The problem:
Carry on the grammar lesson about misusing "them" in place of "these" and "those," picking up after its last line.

Source document:
▼

GREEN for RIGHT
RED for WRONG
A line from a 1979 Pink Floyd hit reads Teachers leave them kids alone. A great song, but…
Similarly, an English duo – Brian & Michael – had a hit in 1978 with a song called Matchstalk Men and Matchstalk Cats and Dogs. The song was a tribute to an English artist by the name of Laurence Stephen Lowry, 1887 -1976. Here are some of the lyrics:
Now he takes his brush and he waits outside them factory gates
To paint his matchstalk men and matchstalk cats and dogs.
The lyrics also contain them Salford days and them pearly gates.
Again, a brilliant song, but…
The creative artists behind these classic hits are allowed some slack under the term artistic licence. They probably deserve it!
There is a tendency to say:
Look at them birds.
instead of either,
Look at these birds.
Look at those birds.
Look at them. (omit birds altogether)
them above is being used as a DEMONSTRATIVE ADJECTIVE, when it is actually a PERSONAL PRONOUN in the OBJECTIVE CASE
me (John welcomed me. Here, John is the SUBJECT and me is the OBJECT.)
you (John welcomed you.)
him (John welcomed him.)
her (John welcomed her.)
us (John welcomed us.)
ye (John welcomed ye.)
them (John welcomed them.)
1. this (refers to one person / thing, etc. – SINGULAR)
2. these (refers to more than one person / thing, etc. – PLURAL of this)
3. that (refers to the SINGULAR)
4. those (PLURAL of that)
I’ll take this book, and you take that one. (one refers to a book)
If I supervise these children, would you keep an eye on those children?
The intention is clear: specific things / people / animals, etc., are being pointed out.
Them pages are torn.
These / Those pages are torn. (These & Those are DEMONSTRATIVE ADJECTIVES)
Who tore them? (Them is a PERSONAL PRONOUN in the OBJECTIVE CASE )
Them cars are parked in the wrong car park.
These / Those cars are parked in the wrong car park.
Park them on the next level.
Them dogs are dangerous.
These / Those dogs are dangerous.
The dogs are dangerous; don’t go near them.
Them people at the bus stop are waiting a long time.
These / Those people at the bus stop are waiting a long time.
Don’t bother joining them; the queue is too long.

▲

Given data:
▼

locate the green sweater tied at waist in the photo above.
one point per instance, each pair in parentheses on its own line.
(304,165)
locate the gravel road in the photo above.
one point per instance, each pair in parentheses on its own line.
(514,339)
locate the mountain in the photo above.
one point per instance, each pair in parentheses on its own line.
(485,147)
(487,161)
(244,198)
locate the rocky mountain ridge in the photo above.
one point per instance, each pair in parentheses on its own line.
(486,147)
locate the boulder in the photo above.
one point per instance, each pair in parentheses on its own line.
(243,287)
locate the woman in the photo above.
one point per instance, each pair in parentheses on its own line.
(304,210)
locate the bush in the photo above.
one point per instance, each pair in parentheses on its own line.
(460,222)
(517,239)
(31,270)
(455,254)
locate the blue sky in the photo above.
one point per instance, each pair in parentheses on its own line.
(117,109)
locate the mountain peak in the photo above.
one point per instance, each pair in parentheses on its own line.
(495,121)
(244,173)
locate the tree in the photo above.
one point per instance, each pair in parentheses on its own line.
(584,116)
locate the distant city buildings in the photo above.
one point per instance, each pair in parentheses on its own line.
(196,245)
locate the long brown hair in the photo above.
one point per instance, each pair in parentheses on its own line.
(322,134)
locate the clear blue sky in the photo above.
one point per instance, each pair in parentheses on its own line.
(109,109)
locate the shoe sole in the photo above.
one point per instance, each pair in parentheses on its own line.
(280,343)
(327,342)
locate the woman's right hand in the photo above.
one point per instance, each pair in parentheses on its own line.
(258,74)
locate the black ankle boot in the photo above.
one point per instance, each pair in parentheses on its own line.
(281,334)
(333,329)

▲

Expected answer:
Can you see them supporters behind the goal?
Can you see these / those supporters behind the goal?
Go and meet up with them; the atmosphere there is electric.
this, that, these & those are both DEMONSTRATIVE ADJECTIVES & DEMONSTRATIVE PRONOUNS.
I like this coat. (this = DEMONSTRATIVE ADJECTIVE, describing the NOUN coat)
I like this. (this = DEMONSTRATIVE PRONOUN, used instead of the NOUN coat)
Them / them, the OBJECTIVE FORM of the PERSONAL PLURAL PRONOUN, cannot be used before a NOUN to describe that NOUN. It’s not meant to prop up a NOUN. It’s a stand-alone word which refers to a specific group. (On rare occasions, however, the word refers to an individual as well – mainly for convenience – but is more widely used when referring to plural nouns. If anyone calls to view the house, tell them to wait for me.)
Take note that them can be placed before a NOUN as long as it doesn’t describe that NOUN, e.g., Ask themquestions about their work experience duties. Here, them refers to a group of people; it doesn’t refer to a particular set of questions.
Write them or those in these sentences:
1. _______ books were very interesting.
2. _______ cats are too clever for me.
3. I can’t find ______ shoes.
4. Put _______ socks into the top drawer.
5. He sat on top of ______ cushions.
6. ______ rabbits are dead.
7. ______ players are brilliant.
8. He spoke to _____ children who saw the incident.
9 _______ runners are too far ahead.
10. _______ teams are useless.
11. _______ dogs are too far away.
12. _______ films are very scary.
13. _______ houses are like mansions.
14. _______ streets are flooded.
15. _______ programmes are on too long.
16. _______ games are too boring.
17. _______ computer games are amazing.
18. I’ll take _______ sweets in the blue jar, please.
19. Get rid of ______ papers quickly.
20. Please give me those papers; I need to get rid of _______ quickly.
1 to 19. those 20. them
The PRONOUN them is a PERSONAL PRONOUN in the OBJECTIVE CASE / FORM. Though local dialects may well be the reason that the word is sometimes used as a determiner – a demonstrative adjective in this case – it’s best to use them as a PRONOUN. Unless, of course, you’re now sitting at a keyboard and about to compose the next number one hit song!
But for the rest of us, them must not be used to specifically describe a NOUN, as for example in, He broke them computers. As computers is already being referred to in them, in effect, it’s being used twice. He broke them is sufficient.
Look at these / those birds.
Look at them.
Now, where’s that adaptor for the keyboard?
REMEMBER: GREEN for RIGHT RED for WRONG In general, the PRESENT TENSE refers to the timing of actions that are...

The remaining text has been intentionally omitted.